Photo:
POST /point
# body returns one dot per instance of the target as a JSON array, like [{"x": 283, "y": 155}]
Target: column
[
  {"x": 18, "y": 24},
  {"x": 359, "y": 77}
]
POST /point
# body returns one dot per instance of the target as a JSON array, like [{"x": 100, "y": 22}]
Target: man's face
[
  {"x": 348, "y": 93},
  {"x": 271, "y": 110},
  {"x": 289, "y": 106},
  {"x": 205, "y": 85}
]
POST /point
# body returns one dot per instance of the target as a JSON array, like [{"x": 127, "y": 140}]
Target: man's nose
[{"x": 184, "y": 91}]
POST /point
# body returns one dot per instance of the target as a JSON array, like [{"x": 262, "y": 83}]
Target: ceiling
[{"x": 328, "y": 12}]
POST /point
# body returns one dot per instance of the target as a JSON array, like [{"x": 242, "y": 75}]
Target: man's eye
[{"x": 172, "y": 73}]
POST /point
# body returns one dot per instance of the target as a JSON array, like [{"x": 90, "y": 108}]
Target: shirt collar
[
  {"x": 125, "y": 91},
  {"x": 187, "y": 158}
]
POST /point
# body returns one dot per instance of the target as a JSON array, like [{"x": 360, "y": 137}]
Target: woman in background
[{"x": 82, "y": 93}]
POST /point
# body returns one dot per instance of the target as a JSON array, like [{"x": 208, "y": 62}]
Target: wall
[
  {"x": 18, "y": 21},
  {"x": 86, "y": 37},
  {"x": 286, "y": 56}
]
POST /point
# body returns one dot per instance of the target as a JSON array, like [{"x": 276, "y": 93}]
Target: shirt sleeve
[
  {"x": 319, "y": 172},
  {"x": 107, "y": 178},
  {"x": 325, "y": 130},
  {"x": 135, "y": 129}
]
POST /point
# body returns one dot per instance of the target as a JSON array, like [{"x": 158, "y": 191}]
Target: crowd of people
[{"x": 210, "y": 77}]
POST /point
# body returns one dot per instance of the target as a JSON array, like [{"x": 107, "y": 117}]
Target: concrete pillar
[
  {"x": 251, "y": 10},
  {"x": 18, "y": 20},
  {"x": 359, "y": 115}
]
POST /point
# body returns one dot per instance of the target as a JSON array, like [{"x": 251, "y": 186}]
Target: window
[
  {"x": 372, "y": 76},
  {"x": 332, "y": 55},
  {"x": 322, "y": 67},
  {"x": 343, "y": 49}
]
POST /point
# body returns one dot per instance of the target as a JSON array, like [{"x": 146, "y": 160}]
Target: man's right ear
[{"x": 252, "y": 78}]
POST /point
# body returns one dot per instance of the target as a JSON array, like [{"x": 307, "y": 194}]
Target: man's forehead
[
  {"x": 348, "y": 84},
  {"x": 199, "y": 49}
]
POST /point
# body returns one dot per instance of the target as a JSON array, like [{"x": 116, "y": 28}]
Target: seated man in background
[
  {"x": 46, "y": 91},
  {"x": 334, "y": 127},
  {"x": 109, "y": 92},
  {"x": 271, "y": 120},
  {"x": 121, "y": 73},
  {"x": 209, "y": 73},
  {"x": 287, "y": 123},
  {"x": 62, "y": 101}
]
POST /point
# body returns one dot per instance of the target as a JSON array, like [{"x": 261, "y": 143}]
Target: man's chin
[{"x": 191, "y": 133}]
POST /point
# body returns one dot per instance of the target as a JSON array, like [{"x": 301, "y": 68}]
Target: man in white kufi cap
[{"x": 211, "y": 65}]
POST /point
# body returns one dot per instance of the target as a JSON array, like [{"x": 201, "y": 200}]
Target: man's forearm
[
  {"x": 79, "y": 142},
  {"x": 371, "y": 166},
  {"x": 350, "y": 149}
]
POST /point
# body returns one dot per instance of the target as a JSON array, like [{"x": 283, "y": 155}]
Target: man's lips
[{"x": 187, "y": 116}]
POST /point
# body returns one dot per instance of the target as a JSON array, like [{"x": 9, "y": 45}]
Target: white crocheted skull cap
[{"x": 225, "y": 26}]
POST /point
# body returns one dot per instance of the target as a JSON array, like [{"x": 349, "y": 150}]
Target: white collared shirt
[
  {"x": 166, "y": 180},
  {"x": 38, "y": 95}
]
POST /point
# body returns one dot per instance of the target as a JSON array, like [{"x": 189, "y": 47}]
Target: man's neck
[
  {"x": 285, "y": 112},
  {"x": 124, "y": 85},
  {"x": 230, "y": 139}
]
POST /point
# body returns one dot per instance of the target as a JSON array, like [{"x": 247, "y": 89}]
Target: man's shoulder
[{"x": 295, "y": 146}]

┄┄┄┄┄┄

**EXERCISE TASK**
Pick out every line of the entries above that contains the string "shirt". Matching is case-sensitive.

**OUTPUT FOR THIS EXERCISE**
Target: shirt collar
Target: shirt sleeve
Target: white collared shirt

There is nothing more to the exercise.